GIVEN REQUEST:
Please put each line from the start of the records below through the line containing "[[[256,89],[244,92],[225,104],[243,120],[256,125]]]" into a JSON list of strings, one string per line. Skip blank lines and leave the pictures out.

(Segmentation annotation records)

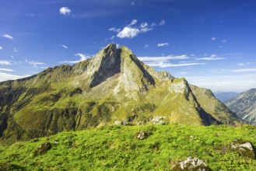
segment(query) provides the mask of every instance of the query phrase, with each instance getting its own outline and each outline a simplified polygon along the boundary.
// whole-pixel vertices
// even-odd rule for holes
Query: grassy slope
[[[153,134],[145,140],[135,138],[141,131]],[[174,162],[195,156],[213,170],[256,170],[255,160],[233,152],[222,153],[225,151],[223,145],[235,138],[256,145],[255,138],[256,127],[248,125],[103,127],[2,147],[0,166],[8,163],[28,170],[168,170]],[[47,141],[52,148],[33,157],[35,149]]]

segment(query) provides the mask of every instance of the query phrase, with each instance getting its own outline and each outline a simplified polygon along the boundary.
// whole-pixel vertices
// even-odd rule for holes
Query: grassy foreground
[[[140,131],[152,134],[144,140]],[[256,170],[256,160],[239,156],[224,145],[242,138],[256,145],[256,127],[244,125],[112,126],[62,132],[51,137],[0,148],[0,170],[170,170],[189,156],[198,157],[213,170]],[[38,146],[52,145],[33,157]]]

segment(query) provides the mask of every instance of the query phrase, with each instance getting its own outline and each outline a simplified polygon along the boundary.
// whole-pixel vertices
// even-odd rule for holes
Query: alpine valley
[[[0,145],[103,125],[240,123],[211,90],[113,44],[73,66],[0,83]]]
[[[256,89],[244,92],[225,104],[243,120],[256,125]]]

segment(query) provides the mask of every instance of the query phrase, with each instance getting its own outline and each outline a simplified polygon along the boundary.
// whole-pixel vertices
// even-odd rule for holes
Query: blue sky
[[[1,0],[0,82],[128,46],[212,91],[256,87],[254,0]]]

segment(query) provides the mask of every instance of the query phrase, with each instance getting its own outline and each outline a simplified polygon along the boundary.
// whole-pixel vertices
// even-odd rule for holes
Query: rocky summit
[[[0,83],[2,145],[103,125],[237,120],[211,90],[156,72],[113,44],[72,66]]]
[[[244,92],[225,104],[243,120],[256,125],[256,89]]]

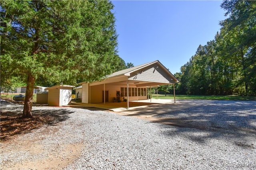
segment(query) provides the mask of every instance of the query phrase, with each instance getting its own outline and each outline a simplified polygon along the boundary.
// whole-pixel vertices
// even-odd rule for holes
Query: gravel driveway
[[[255,101],[214,101],[154,117],[184,127],[87,109],[34,107],[58,119],[1,143],[1,168],[256,169]]]

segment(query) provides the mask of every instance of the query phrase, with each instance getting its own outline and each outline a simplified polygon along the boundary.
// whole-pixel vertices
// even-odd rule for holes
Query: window
[[[138,90],[137,90],[138,89]],[[147,95],[147,89],[146,88],[136,88],[129,87],[128,94],[130,97],[131,96],[145,96]],[[121,88],[121,97],[124,96],[127,97],[127,88]]]

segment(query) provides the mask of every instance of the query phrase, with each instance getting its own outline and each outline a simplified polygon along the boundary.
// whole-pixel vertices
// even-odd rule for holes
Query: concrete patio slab
[[[97,107],[118,112],[123,115],[142,117],[145,119],[212,102],[213,102],[212,100],[176,100],[176,102],[174,103],[173,100],[152,99],[151,102],[150,100],[130,102],[129,109],[127,108],[127,102],[106,102],[105,105],[104,103],[87,104],[79,103],[72,106]]]

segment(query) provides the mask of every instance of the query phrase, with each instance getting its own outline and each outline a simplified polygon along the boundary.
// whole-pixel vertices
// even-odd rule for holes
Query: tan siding
[[[103,84],[91,86],[91,103],[102,102],[102,91],[104,89]]]
[[[48,93],[38,93],[36,94],[36,103],[47,104],[48,103]]]
[[[150,66],[132,73],[129,77],[129,80],[146,82],[158,82],[164,83],[175,83],[172,78],[160,67],[155,68],[154,66]]]
[[[82,102],[84,103],[89,103],[89,84],[83,84],[82,86],[83,93],[82,96]]]
[[[59,106],[59,89],[49,90],[48,93],[48,105],[49,106]]]

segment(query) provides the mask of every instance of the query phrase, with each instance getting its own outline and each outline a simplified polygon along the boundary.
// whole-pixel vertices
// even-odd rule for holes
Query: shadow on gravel
[[[238,146],[256,149],[255,143],[246,144],[247,137],[256,137],[256,104],[254,101],[217,101],[158,115],[152,121],[181,127],[172,128],[165,135],[185,133],[188,139],[199,143],[224,136],[240,141],[236,142]]]
[[[40,107],[32,110],[33,118],[21,118],[23,106],[1,102],[1,141],[13,136],[28,132],[44,125],[54,126],[69,118],[72,112],[64,108],[41,110]]]

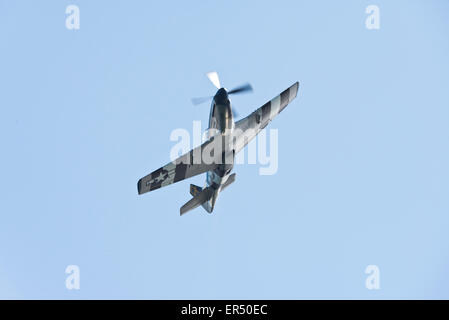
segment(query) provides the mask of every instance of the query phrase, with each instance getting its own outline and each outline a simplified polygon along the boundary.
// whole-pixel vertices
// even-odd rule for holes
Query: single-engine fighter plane
[[[228,91],[220,85],[216,72],[207,73],[207,77],[218,89],[217,93],[213,97],[192,99],[192,102],[199,104],[212,98],[208,140],[137,183],[138,193],[142,194],[206,173],[204,188],[190,185],[193,198],[181,207],[181,215],[200,205],[209,213],[214,210],[220,191],[235,180],[235,173],[231,174],[235,155],[284,110],[296,97],[299,87],[296,82],[249,116],[234,122],[235,112],[231,108],[229,95],[252,91],[251,85],[245,84]]]

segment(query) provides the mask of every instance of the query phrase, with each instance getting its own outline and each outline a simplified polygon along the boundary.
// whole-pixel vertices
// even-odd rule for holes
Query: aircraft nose
[[[229,102],[228,92],[225,88],[221,88],[217,91],[214,97],[216,104],[227,104]]]

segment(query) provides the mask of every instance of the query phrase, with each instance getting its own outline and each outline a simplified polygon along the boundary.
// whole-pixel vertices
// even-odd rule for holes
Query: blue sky
[[[80,8],[80,29],[65,8]],[[365,8],[380,8],[367,30]],[[0,298],[449,298],[447,1],[0,1]],[[295,81],[279,170],[137,195],[176,128]],[[80,290],[65,268],[80,267]],[[367,265],[379,290],[365,287]]]

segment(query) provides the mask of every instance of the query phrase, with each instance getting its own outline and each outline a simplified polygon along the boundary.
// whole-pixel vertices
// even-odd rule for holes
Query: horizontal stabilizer
[[[198,186],[196,186],[196,185],[194,185],[194,184],[191,184],[191,185],[190,185],[190,194],[191,194],[193,197],[196,197],[197,195],[199,195],[199,194],[201,193],[201,191],[203,191],[203,188],[198,187]]]
[[[221,187],[221,190],[224,190],[225,188],[227,188],[234,181],[235,181],[235,173],[233,173],[229,176],[228,180],[226,180],[226,182]]]
[[[192,186],[190,187],[190,190],[192,191]],[[201,190],[199,194],[194,196],[192,199],[190,199],[190,201],[188,201],[185,205],[181,207],[180,210],[181,215],[183,215],[187,211],[195,209],[196,207],[202,205],[204,202],[208,201],[210,197],[213,195],[213,193],[214,191],[210,187]]]

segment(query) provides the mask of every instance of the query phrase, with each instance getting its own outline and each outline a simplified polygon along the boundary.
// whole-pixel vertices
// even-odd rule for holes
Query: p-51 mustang
[[[235,180],[235,173],[231,174],[235,155],[284,110],[296,97],[299,87],[296,82],[246,118],[234,122],[235,112],[231,108],[229,95],[252,91],[251,85],[245,84],[227,91],[221,87],[216,72],[209,72],[207,77],[218,89],[217,93],[213,97],[192,99],[192,102],[199,104],[212,98],[209,139],[137,183],[137,190],[142,194],[206,172],[204,188],[190,185],[193,198],[181,207],[181,215],[200,205],[209,213],[214,210],[220,191]]]

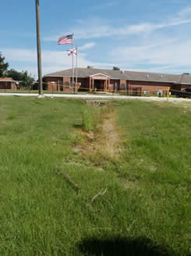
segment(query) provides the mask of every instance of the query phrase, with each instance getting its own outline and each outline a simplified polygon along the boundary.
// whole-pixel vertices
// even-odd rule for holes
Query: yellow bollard
[[[168,88],[168,92],[167,92],[167,100],[168,101],[169,98],[169,91],[170,91],[170,87]]]

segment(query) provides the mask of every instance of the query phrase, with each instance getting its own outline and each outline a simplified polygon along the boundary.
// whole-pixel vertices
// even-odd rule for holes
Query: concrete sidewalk
[[[166,97],[146,97],[146,96],[103,96],[103,95],[82,95],[82,94],[44,94],[49,98],[74,98],[74,99],[142,99],[149,101],[167,101]],[[37,97],[37,93],[0,93],[0,96]],[[190,102],[189,99],[169,98],[169,102]]]

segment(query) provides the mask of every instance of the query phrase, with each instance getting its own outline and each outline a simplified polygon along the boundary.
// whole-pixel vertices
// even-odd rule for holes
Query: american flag
[[[71,54],[77,55],[77,47],[72,49],[71,50],[67,50],[69,56]]]
[[[65,35],[64,37],[59,38],[58,41],[58,45],[73,45],[73,34]]]

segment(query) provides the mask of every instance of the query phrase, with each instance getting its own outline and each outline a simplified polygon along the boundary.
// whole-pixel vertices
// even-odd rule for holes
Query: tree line
[[[35,79],[31,74],[28,74],[27,70],[22,72],[17,71],[14,69],[9,70],[9,63],[5,61],[5,58],[2,56],[0,52],[0,78],[10,78],[14,81],[19,81],[19,88],[29,88]]]

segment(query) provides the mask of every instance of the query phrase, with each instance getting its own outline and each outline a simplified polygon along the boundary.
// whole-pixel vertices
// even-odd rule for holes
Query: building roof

EXPECTED ANSWER:
[
  "segment(query) provides the mask of every instance of the query phrase, with each instance getting its own outline and each outline a simplified polygon along the boundary.",
  "// whole-pixel vertices",
  "// even-odd rule for holes",
  "Query: grassy slope",
  "[[[153,134],[145,140],[135,138],[141,131]],[[174,162],[195,156],[213,170],[256,170],[255,160],[233,152],[222,153],[225,151],[223,145],[235,138],[256,145],[255,138],[256,127],[248,125],[103,127],[2,147],[0,166],[8,163],[28,170],[168,170]],[[47,141],[52,148],[33,157],[35,149]]]",
  "segment(query) provides the mask of every instance of the query phrase, with each instance getting its own outline and each outline a simplified polygon along the boundary.",
  "// whole-pixel vertices",
  "// even-odd rule for holes",
  "Query: grassy foreground",
  "[[[140,131],[152,134],[144,140]],[[256,170],[256,160],[239,156],[224,145],[242,138],[256,145],[256,127],[244,125],[112,126],[62,132],[51,137],[0,148],[0,170],[170,170],[189,156],[198,157],[213,170]],[[38,146],[52,145],[33,157]]]",
  "segment(query) provides the mask of every instance of the query phrase, with each instance getting its own outline and each outline a simplified polygon along the boundary.",
  "// whole-pixel vertices",
  "// even-odd rule for holes",
  "Query: alpine valley",
  "[[[0,145],[103,125],[240,123],[211,90],[113,44],[73,66],[0,83]]]",
  "[[[256,89],[244,92],[225,104],[243,120],[256,125]]]"
]